* [PAGE EXCERPT]
====================

[slurm-users] [External] Submitting to multiple paritions problem with gres specified
Bas van der Vlies
bas.vandervlies at surf.nl
Tue Mar 9 14:10:26 UTC 2021
For those who are interested:
* https://bugs.schedmd.com/show_bug.cgi?id=11044
On 09/03/2021 14:21, Bas van der Vlies wrote:
> I have found the problem and will submit a patch. If we find a partition
> were a job can run but all nodes are busy. Save this state and return
> this when all partitions are checked and job can not run in any.
>
> Do not know if this is the right approach
>
> regards
>
> On 09/03/2021 09:45, Bas van der Vlies wrote:
>> Hi Prentice,
>>
>> Ansers inline
>>
>> On 08/03/2021 22:02, Prentice Bisbal wrote:
>>> Rather than specifying the processor types as GRES, I would
>>> recommending defining them as features of the nodes and let the users
>>> specify the features as constraints to their jobs. Since the newer
>>> processors are backwards compatible with the older processors, list
>>> the older processors as features of the newer nodes, too.

====================

* [PROVIDED DATA]
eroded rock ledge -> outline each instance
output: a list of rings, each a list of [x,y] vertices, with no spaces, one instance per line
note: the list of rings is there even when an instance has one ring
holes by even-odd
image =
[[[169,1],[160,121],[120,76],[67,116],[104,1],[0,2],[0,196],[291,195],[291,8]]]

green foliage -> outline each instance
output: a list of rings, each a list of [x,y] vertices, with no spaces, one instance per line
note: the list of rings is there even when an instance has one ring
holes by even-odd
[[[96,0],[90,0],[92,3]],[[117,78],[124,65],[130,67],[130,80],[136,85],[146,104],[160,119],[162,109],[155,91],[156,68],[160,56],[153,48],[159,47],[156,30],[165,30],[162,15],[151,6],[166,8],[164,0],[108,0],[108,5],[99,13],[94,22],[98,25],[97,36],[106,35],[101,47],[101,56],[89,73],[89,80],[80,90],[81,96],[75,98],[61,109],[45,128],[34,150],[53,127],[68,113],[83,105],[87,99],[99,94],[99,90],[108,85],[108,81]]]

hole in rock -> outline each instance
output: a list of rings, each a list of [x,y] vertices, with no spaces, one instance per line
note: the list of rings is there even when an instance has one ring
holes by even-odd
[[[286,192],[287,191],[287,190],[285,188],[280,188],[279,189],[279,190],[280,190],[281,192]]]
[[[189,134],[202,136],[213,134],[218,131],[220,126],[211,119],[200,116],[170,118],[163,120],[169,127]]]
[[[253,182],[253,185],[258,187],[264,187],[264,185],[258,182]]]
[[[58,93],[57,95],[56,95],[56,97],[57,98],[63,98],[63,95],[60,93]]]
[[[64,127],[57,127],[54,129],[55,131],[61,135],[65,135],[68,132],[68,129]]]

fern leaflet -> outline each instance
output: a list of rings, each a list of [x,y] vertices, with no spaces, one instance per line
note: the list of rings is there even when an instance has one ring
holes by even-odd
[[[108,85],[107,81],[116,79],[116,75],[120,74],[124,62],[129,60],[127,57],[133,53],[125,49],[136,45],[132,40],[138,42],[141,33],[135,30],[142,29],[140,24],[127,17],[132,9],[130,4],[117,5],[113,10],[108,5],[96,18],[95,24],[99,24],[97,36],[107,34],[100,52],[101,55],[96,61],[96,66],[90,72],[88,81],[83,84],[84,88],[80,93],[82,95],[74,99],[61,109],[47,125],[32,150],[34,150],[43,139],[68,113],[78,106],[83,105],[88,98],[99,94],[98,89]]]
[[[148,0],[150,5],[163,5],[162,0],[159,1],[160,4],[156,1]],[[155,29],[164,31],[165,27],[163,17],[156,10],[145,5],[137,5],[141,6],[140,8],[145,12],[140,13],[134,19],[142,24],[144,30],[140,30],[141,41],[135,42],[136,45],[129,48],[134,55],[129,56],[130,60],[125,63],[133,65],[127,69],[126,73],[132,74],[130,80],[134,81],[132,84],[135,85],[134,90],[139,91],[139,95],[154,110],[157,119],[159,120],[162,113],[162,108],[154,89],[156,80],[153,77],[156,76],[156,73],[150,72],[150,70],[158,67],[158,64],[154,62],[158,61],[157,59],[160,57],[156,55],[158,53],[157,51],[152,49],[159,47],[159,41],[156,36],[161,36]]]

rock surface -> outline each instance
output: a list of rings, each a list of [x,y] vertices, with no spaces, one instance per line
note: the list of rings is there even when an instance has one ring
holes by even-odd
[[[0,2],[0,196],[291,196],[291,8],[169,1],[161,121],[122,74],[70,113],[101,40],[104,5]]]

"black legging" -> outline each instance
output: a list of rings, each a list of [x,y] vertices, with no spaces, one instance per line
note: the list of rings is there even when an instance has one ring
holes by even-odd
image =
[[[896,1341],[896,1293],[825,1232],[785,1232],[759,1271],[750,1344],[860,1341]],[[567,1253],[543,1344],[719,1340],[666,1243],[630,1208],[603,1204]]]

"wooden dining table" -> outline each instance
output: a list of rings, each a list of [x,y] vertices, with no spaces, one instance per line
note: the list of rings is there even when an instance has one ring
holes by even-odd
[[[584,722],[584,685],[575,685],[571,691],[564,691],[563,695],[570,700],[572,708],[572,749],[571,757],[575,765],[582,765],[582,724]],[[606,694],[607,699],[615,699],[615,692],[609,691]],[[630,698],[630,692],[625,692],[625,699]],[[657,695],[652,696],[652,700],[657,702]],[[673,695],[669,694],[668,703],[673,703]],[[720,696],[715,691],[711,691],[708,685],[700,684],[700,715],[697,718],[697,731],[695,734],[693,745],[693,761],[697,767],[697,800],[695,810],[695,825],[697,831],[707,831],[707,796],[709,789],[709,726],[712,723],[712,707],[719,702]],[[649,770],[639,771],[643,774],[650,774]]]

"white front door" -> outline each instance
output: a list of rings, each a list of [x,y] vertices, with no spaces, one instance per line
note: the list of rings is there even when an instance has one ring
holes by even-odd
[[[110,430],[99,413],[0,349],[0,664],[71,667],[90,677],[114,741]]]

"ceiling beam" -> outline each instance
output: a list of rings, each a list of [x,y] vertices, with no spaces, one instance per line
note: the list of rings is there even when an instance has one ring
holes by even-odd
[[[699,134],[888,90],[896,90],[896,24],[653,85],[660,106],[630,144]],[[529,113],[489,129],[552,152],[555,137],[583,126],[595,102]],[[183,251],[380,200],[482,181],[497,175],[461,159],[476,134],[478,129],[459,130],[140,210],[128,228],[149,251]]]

====================

* [PROBLEMS TO SOLVE]
1) In the Slurm post, rewrite the stretch from "[slurm-users] [External] Submitting" through "run in any.", swapping "patch" for "fix".
2) According to the Slurm post, why should the older processors also be listed as features of the newer nodes?
The rows were taken from a different source.

* [RESPONSES IN ORDER]
1)
[slurm-users] [External] Submitting to multiple paritions problem with gres specified
Bas van der Vlies
bas.vandervlies at surf.nl
Tue Mar 9 14:10:26 UTC 2021
For those who are interested:
* https://bugs.schedmd.com/show_bug.cgi?id=11044
On 09/03/2021 14:21, Bas van der Vlies wrote:
> I have found the problem and will submit a fix. If we find a partition
> were a job can run but all nodes are busy. Save this state and return
> this when all partitions are checked and job can not run in any.

2) The newer processors are backwards compatible with the older processors, so the older processor types should also be listed as features of the newer nodes.